> _TASK TO COMPLETE_:
Out of the records below, copy all lines in which the word "calm" occurs.

> _DATASET RECORDS_:
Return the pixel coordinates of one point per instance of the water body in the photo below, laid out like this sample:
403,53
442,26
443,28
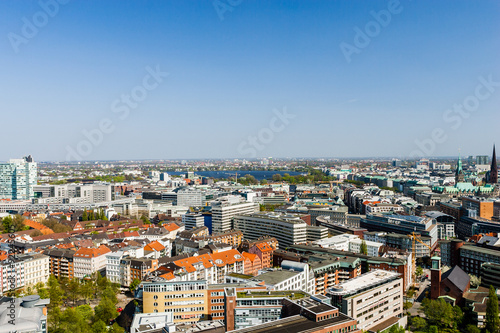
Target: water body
259,175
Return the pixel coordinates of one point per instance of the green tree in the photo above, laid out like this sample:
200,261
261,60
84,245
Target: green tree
115,328
99,327
277,177
472,329
134,284
418,323
363,248
145,220
85,311
492,324
105,311
72,321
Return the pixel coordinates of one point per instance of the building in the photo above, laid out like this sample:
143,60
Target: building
88,261
287,229
370,298
61,263
193,220
17,179
225,208
186,300
29,314
402,224
190,197
492,176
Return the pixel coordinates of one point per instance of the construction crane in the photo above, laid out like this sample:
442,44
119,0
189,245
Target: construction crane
415,237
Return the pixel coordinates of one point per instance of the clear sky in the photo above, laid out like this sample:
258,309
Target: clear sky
352,86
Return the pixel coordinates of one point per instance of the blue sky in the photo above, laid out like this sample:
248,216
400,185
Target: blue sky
226,76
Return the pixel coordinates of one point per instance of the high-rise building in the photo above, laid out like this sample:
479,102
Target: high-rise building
482,159
17,178
225,208
493,174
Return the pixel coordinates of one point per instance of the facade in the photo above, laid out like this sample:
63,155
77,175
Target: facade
370,298
287,229
193,220
402,224
224,209
186,300
88,261
17,179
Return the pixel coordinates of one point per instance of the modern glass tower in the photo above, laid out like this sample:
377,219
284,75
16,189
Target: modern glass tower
17,178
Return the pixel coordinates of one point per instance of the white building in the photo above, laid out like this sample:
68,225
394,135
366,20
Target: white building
113,266
88,261
370,298
17,179
36,269
373,248
225,208
193,220
288,229
190,197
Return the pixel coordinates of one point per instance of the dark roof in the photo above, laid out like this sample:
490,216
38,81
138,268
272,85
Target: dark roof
458,277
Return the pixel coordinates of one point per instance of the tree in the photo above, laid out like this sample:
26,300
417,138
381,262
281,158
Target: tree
99,327
418,323
145,220
134,284
85,311
472,329
363,248
115,328
105,311
492,323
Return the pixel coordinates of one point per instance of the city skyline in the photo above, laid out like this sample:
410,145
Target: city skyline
301,79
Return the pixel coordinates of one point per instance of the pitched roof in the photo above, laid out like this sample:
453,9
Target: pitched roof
458,277
92,253
154,246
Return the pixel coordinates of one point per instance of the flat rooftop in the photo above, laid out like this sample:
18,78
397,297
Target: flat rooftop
363,282
275,277
294,324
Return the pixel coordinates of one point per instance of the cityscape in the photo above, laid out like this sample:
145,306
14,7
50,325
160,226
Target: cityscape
249,166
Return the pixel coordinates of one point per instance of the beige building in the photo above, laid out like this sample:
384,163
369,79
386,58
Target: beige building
186,300
371,298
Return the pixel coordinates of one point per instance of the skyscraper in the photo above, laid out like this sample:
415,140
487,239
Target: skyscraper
17,178
493,175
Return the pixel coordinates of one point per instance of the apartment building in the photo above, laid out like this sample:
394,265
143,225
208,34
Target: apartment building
61,263
36,269
193,220
287,229
17,179
370,298
225,208
186,300
88,261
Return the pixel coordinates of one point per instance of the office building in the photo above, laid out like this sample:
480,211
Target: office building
225,208
17,179
370,298
193,220
287,229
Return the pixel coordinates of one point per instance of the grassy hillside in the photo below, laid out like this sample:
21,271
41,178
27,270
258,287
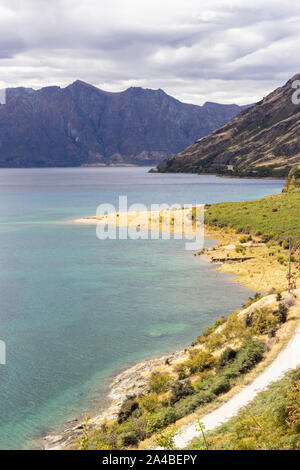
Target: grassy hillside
215,365
270,422
228,352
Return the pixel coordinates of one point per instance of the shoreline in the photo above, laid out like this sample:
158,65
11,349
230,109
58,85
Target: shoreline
134,377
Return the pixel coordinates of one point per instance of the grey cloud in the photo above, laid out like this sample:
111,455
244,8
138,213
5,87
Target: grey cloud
214,50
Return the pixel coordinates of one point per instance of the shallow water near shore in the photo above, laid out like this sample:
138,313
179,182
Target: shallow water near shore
74,310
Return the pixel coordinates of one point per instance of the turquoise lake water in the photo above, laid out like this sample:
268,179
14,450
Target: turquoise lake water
74,310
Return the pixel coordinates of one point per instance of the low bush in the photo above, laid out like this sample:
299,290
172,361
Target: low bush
199,361
159,382
179,389
129,439
226,357
127,408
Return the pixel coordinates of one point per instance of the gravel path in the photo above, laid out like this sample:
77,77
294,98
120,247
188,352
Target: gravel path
287,359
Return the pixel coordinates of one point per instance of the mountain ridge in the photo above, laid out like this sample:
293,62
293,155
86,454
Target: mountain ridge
261,141
81,124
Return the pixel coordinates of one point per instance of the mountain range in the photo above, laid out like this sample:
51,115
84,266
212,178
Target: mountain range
262,141
83,125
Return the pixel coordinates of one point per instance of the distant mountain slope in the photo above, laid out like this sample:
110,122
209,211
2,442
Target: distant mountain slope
81,124
263,140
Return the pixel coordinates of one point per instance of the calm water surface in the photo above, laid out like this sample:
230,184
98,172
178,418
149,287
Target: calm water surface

> _EXPECTED ANSWER_:
Return the pixel coordinates of one point per instance of the calm water surface in the photo above, laid out like this sample:
Target: calm water surface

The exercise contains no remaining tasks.